• _Source passage_
Here we describe a low cost SNP genotyping platform developed specifically for large panel sizes and an intermediate number of SNPs. Our platform allows hundreds of SNPs and insertion/deletion polymorphisms to be genotyped in thousands of individuals, and thus may be particularly appropriate for dissecting complex traits in cases where the search space is limited to a set of candidate gene regions. In common with many SNP genotyping systems used today, our method is an amalgam of well-known, robust techniques, including PCR [24, 25], hybridization , and the oligonucleotide ligation assay (OLA) . We employ a multiplexed OLA, ligation-dependent amplification of allele-specific products, and array-based allele-detection. Our approach builds on the work of Gerry et al. , and shares a number of similarities with commercial technologies, including Keygene's SNPWave , and Applied Biosystem's SNPlex , yet offers potentially higher throughput as it detects allele-specific products via arrays as opposed to size separation using a capillary sequencing instrument. Our method is cost-effective for very large panels of individuals (less than $0.03/genotype), does not entail purchasing expensive proprietary equipment or modified long oligonucleotides, and allows robust, parallelized genotyping of many SNPs with limited sample handling. In pursuit of an open-source genotyping system, in the manner of the Brown-style  microarray technology, we have made all details of the method available in the Additional data files. These include plans for constructing a Cartesian arraying robot, the associated controller software, detailed protocols for the molecular biology steps, and software for designing the SNP assays and for calling genotypes.

• _Data provided_
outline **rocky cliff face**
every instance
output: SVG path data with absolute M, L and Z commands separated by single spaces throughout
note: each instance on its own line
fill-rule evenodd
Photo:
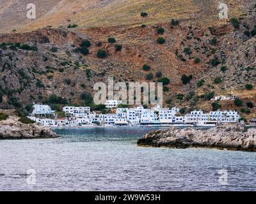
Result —
M 140 146 L 184 149 L 216 148 L 256 151 L 256 129 L 244 131 L 239 126 L 223 126 L 208 130 L 171 127 L 146 134 L 138 140 Z
M 36 124 L 26 124 L 16 116 L 0 121 L 0 140 L 53 138 L 58 136 L 50 129 Z

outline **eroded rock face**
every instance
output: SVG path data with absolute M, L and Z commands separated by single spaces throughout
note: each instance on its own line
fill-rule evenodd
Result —
M 140 146 L 184 149 L 206 147 L 256 151 L 256 129 L 245 131 L 241 126 L 223 126 L 207 130 L 170 127 L 146 134 L 138 140 Z
M 0 140 L 33 139 L 58 137 L 49 128 L 36 124 L 25 124 L 19 118 L 11 116 L 7 120 L 0 121 Z

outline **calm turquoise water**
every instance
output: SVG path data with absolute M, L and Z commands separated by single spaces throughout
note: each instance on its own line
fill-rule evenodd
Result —
M 137 147 L 150 130 L 58 129 L 61 138 L 0 141 L 0 190 L 256 190 L 256 153 Z

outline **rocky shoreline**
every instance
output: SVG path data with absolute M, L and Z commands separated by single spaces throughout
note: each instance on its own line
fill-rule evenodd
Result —
M 150 132 L 138 140 L 139 146 L 176 149 L 215 148 L 256 152 L 256 129 L 238 125 L 218 126 L 207 130 L 170 127 Z
M 54 138 L 58 136 L 49 128 L 34 124 L 23 124 L 17 116 L 0 121 L 0 140 Z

• _Assignment_
Write the next part of the SNP genotyping passage, picking up after its final sentence. The entries have no connection to the SNP genotyping passage.

• _Task answer_
Results and discussion
We designed SNP genotyping assays for 156 biallelic polymorphisms in the Enhancer of split locus and 12 SNPs upstream of the hairy locus in Drosophila melanogaster. These 168 polymorphisms were genotyped in a fixed panel of approximately 2,000 flies from a single outbred population. DNA extracted from the fly population was arrayed into six 384-well plates, and used as template for 12 long (2 to 3 kb) PCR amplicons, which in turn were used as template for multiplexed OLA reactions. Twenty 8-plex OLA reactions were performed on single 2 to 3 kb amplicons as template, and one 8-plex reaction used two pooled PCR amplicons as template. Following amplification of the products of ligation, each sample was printed in duplicate onto nylon membranes. This resulted in a set of 10 membranes holding SNPs incorporating barcode pairs 01 to 08, and a set of 11 membranes holding SNPs incorporating barcode pairs 09 to 16. Within each set, membranes were combined and sequentially hybridized with the appropriate 16 labeled barcodes to generate the genotype data. The background-subtracted array intensity data are provided in Additional data files 9 (replicate spot 1) and 10 (replicate spot 2), and the genotypes assigned to the individuals are given in Additional data file 11.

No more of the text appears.